>> BEGIN Page text

It is useful to pre-fit the values for \(R_{GR}\) and \(\sigma_{GR}\) and get a first idea of the number of populations required to describe the data.
Only the amplitudes and parameters \(R_{GR}\) and \(\sigma_{GR}\) are fit.
Fitting of the one-dimensional histogram of proximity ratio GR is always performed using Monte Carlo simulation of the histogram with the Simplex fit algorithm,
regardless of the fit options set in the *Fit Table* tab. The settings *Use MLE*, *Stochastic Labeling* and *Fit Method* thus have no effect.

#### Fitting the two-dimensional histogram of proximity ratios BG and BR¶

Similarly to the *1D GR* tab, the *2D BG BR* tab is used to fit the two-dimensional distribution of proximity ratios BG and BR. This distribution is sensitive to all three center distances and
associated distribution widths, including, albeit indirectly, \(R_{GR}\) and \(\sigma_{GR}\). Leaving \(R_{GR}\) and \(\sigma_{GR}\) as free fit parameters, however, will usually
lead to values inconsistent with the related distribution of proximity ratio GR, since this information is excluded from this fit. It is thus required to fix \(R_{GR}\) and \(\sigma_{GR}\), which can be easily done by *right-clicking* the fit parameter table and selecting *Fix GR Parameters*. The amplitudes as estimated from the one-dimensional fit may be left free or fixed in this step. Covariances should be fixed in this step and only be refined after center distances and distribution widths have been reasonably fit.

>> END Page text

Goal: Reproduce the proximity ratio fitting text word for word, beginning at "It is useful" and stopping after "describe the data.".

>> BEGIN Data section

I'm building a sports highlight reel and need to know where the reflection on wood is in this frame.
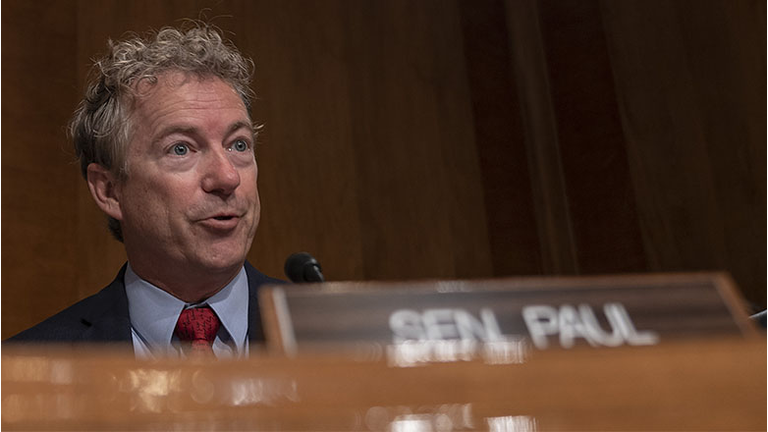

>> END Data section

Complete output:
It is useful to pre-fit the values for \(R_{GR}\) and \(\sigma_{GR}\) and get a first idea of the number of populations required to describe the data.